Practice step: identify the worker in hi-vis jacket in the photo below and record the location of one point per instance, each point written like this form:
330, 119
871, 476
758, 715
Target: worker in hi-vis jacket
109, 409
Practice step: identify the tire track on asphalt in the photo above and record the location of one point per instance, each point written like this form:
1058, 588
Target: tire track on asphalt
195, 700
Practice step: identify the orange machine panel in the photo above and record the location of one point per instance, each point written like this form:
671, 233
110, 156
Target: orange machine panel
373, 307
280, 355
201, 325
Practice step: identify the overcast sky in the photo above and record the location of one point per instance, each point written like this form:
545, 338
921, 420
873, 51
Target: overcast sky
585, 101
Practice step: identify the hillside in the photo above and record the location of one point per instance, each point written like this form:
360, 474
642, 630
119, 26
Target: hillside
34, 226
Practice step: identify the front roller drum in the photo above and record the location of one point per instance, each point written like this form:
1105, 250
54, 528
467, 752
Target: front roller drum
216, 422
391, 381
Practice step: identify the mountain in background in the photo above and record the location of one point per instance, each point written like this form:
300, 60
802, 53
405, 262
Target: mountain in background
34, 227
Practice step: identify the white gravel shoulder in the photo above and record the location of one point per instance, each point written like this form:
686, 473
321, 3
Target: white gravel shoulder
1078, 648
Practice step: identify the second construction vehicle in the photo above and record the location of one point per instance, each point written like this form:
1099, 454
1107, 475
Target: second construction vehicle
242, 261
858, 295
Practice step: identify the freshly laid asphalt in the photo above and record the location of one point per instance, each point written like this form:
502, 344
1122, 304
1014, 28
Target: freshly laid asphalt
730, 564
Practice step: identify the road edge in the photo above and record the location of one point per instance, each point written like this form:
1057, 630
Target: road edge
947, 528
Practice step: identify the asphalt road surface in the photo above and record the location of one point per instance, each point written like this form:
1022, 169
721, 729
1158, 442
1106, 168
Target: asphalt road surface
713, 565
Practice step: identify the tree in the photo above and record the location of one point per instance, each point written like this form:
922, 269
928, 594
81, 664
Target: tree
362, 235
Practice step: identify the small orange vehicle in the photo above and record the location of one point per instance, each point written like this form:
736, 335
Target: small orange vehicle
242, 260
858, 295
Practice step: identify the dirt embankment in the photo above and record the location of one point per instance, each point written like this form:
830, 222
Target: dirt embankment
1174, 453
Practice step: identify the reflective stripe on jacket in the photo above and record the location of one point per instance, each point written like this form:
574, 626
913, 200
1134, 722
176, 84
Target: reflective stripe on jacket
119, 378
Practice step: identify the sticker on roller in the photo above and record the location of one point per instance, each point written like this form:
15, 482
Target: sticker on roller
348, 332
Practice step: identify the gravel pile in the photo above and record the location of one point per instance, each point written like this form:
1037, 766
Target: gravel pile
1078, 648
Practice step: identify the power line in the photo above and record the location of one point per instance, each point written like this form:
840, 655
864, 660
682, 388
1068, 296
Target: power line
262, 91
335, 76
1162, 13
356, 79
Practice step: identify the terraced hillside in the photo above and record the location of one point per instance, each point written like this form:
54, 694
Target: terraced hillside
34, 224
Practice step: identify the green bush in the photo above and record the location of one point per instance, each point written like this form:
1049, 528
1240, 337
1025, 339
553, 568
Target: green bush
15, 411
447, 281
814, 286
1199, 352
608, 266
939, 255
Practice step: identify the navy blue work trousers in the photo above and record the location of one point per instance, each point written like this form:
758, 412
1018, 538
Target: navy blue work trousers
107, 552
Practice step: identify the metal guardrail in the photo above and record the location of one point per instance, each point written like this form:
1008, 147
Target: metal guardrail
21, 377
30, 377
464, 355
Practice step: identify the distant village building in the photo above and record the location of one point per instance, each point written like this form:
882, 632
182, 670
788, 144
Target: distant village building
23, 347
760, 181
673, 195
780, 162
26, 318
== == ==
▶ _Exercise aim_
Set out the entries once more, word for word.

▶ _Written reply_
Practice step: identify the worker in hi-vis jacket in the photo below and record the location of one point per instance, each point written like this form:
330, 119
871, 476
758, 715
Target: worker in hi-vis jacket
109, 409
Practice step: identify the tire track on asphalt in the photo above and record the location of one point per instance, each point written like this form:
1058, 588
Target: tire track on asphalt
195, 700
Practice step: identify the orange machine panel in the photo above and record the location of one point per instance, each point written like this form:
671, 233
110, 156
Target: orange machine panel
373, 307
280, 355
201, 325
Practice step: identify the overcast sky in the photo above and record the location of one point per instance, each point written like this form:
545, 338
921, 420
873, 51
Target: overcast sky
585, 101
Practice step: identify the hillside in the photo above and record the location of one point per instance, each point written like this form:
360, 474
642, 630
119, 26
Target: hillside
34, 226
Practice step: identify the front roller drum in the photo above and record the location of one point per instance, each point written like this form:
1105, 250
54, 528
467, 752
Target: front roller drum
216, 422
391, 381
Practice step: identify the mountain in background in the photo above and record the location of one point per instance, each point written like this form:
300, 60
802, 53
405, 262
Target: mountain in background
34, 227
Practice step: identify the white gravel shoulder in the photo above and record the location of one point per instance, each point written like this form:
686, 473
321, 3
Target: white gravel shoulder
1078, 648
Practice step: identify the second construction vehicle in the photo above and record the location of one point per instance, each point written like this form:
1099, 454
1107, 475
Target: second construction vehicle
242, 261
858, 295
Practice step: identify the freshly laid asphalt in the photo above and record the location of one point per instance, each point written like this form:
502, 344
1122, 304
1014, 28
Target: freshly laid asphalt
730, 564
Practice step: identify the road edge in the photo above and record the location of one point per instance, each point written like this form:
1057, 630
Target: road edge
947, 528
Practice step: identify the asphalt road surface in the photo above and record the location of one point per instance, each point written like this form:
1022, 169
721, 729
1158, 442
1106, 168
Target: asphalt road surface
713, 565
Practice step: identify the tree in the photo above and record the location of one point per instance, each point written like this form:
922, 269
928, 594
81, 664
Target: tree
362, 235
Practice step: identify the small orange vehicle in the photo above and record the location of one point per instance, each point written like this form:
736, 335
Target: small orange vehicle
242, 260
858, 295
Practice step: identify the dirt embankment in the photo above and record the location of one point per instance, each point written like this form:
830, 222
Target: dirt embankment
1174, 453
Practice step: identify the reflective stripe on jacket in the photo above and record the location of one point per instance, each point written like this form:
574, 626
913, 200
1134, 722
176, 84
Target: reflective stripe on jacket
119, 378
Practice step: identify the sticker on roller in the photo above and record the location of one point per instance, each point written like this form:
15, 482
Target: sticker on roller
348, 332
Practice step: identify the gravel pile in the photo above and record the location of one point per instance, each point written like this form:
1037, 766
Target: gravel pile
1078, 648
Practice step: identify the power line in the photo above and record the location of one point per instance, each point written like this form:
840, 655
864, 660
682, 388
1068, 296
Target: power line
262, 91
335, 76
1162, 13
356, 79
Practice step: identify the terraced hillside in the photo above and record the location of one point per instance, each point written like this form:
54, 694
Target: terraced hillside
34, 224
Practice step: identify the green bush in the photo above and record the location of one point per instance, each point written like this form:
1049, 528
1240, 337
1025, 339
553, 568
Target: green bush
15, 411
447, 281
814, 286
1199, 352
608, 266
939, 255
Practice step: identify the navy blue work trousers in the photo above and record the location of one point per instance, each point written like this form:
758, 412
1018, 538
Target: navy blue work trousers
107, 552
Practice step: identify the metal guardrail in the photo above and record the location of one point per instance, each point written like this form:
1008, 147
Target: metal guardrail
21, 377
30, 377
464, 355
Practice step: identify the distant village building in the photo above and record the location of one point per instance, each point written like this form:
882, 632
182, 670
788, 144
Target: distant village building
23, 347
760, 181
673, 195
780, 162
26, 318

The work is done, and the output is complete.